Provided passage:
----

Complementary missions
“That’s when the bonds started,” Grimes recalled. “Anything that we received from our new sources that might help her, we shared with her. We were in close contact.”
At one point, Grimes urged her superiors to be skeptical about a KGB officer who suddenly volunteered to become a double agent. Her bosses ignored her, but Vertefeuille backed her.
“We were the only ones who, after awhile, said this case is KGB-controlled,” Grimes said. “We were out on a giant limb. We were right. We weren’t happy.”
Meanwhile, Ames, a counterintelligence officer in the Soviet division who’d once carpooled to Langley with Grimes, was not on the radar as a potential mole.
Not until 1989, at least. That’s when another CIA colleague told Grimes that she’d noticed lavish upgrades in Ames’s lifestyle: a new half-million dollar home in Arlington, a brand-new Jaguar, extensive landscaping.
But no smoking gun could be found. In 1991, Vertefeuille cooked up a controversial idea for about 10 investigators to draw up a list of the most suspicious employees who had access to information about the compromised Soviet assets. Grimes ranked Ames No. 1. Vertefeuille ranked him fourth.
A little, a little,” Grimes said, laughing, when asked how often she reminded her friend about her seemingly superior intuition.
Finally, in August 1992, Grimes and another CIA officer reached their eu­reka moment. They discovered large deposits into Ames’s checking account — sums ranging from $5,000 to $9,000 — made shortly after he had sanctioned meetings with a Soviet arms control specialist.
Soon, the FBI launched its investigation. On Presidents’ Day in 1994, Ames was arrested. The two women, along with the rest of their team, broke out champagne.

----

Data extract:
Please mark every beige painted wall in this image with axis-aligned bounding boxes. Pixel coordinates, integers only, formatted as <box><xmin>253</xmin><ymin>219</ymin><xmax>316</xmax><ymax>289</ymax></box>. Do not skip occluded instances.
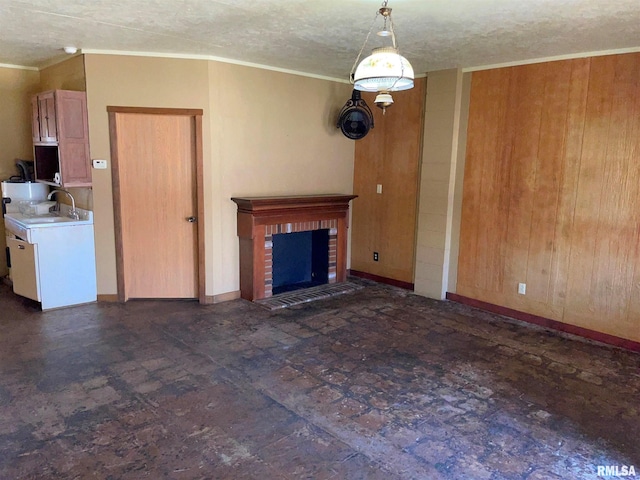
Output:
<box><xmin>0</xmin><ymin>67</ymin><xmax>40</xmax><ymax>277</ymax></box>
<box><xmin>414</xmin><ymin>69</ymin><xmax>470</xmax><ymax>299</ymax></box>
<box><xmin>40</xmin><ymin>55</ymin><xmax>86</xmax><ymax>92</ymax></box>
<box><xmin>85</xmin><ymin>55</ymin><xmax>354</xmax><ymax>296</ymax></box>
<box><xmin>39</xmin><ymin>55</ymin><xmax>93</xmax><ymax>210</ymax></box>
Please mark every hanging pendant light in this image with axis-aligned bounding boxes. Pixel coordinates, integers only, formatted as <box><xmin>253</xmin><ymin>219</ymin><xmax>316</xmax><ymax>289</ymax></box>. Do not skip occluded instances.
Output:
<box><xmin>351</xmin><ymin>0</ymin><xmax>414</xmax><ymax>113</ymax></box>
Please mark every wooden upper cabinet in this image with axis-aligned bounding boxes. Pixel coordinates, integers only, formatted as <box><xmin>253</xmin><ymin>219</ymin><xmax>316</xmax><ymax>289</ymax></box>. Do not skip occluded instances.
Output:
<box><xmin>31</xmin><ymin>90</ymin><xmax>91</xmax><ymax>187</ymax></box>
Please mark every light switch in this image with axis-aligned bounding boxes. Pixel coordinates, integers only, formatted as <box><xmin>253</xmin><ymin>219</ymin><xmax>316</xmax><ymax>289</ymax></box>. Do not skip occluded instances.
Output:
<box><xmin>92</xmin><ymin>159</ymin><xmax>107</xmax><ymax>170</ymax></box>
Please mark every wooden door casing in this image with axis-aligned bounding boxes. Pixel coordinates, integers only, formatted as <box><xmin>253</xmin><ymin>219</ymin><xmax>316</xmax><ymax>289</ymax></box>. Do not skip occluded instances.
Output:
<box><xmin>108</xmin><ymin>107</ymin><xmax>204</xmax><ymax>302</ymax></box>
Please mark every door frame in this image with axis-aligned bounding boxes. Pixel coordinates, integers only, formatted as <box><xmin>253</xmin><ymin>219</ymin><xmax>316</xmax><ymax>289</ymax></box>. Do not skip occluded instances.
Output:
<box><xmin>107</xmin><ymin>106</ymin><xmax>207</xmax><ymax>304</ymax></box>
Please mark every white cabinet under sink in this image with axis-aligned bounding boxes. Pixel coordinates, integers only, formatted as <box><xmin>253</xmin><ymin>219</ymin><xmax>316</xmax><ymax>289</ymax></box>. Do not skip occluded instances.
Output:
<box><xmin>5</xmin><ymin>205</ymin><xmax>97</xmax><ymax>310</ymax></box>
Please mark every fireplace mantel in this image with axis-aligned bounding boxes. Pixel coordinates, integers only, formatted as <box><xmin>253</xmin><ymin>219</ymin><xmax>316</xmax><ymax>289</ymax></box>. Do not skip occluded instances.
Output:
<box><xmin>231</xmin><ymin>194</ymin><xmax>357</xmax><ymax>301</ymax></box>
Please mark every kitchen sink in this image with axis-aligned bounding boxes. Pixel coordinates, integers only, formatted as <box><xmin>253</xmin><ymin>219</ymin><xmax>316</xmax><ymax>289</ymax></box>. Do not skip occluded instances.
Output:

----

Work instruction 1:
Answer these questions using the passage about the Ames case.
(a) What car had Ames bought, according to the colleague who noticed his lifestyle upgrades?
(b) Where did Vertefeuille place Ames on the 1991 list of suspicious employees?
(c) On what day was Ames arrested?
Work instruction 2: Rewrite the part of the passage about the Ames case that opens with the words containing "Finally, in August" and closes with "arms control specialist.", substituting "savings account" for "checking account".

Reply 1:
(a) A brand-new Jaguar.
(b) Fourth.
(c) Presidents' Day in 1994.

Reply 2:
Finally, in August 1992, Grimes and another CIA officer reached their eu­reka moment. They discovered large deposits into Ames’s savings account — sums ranging from $5,000 to $9,000 — made shortly after he had sanctioned meetings with a Soviet arms control specialist.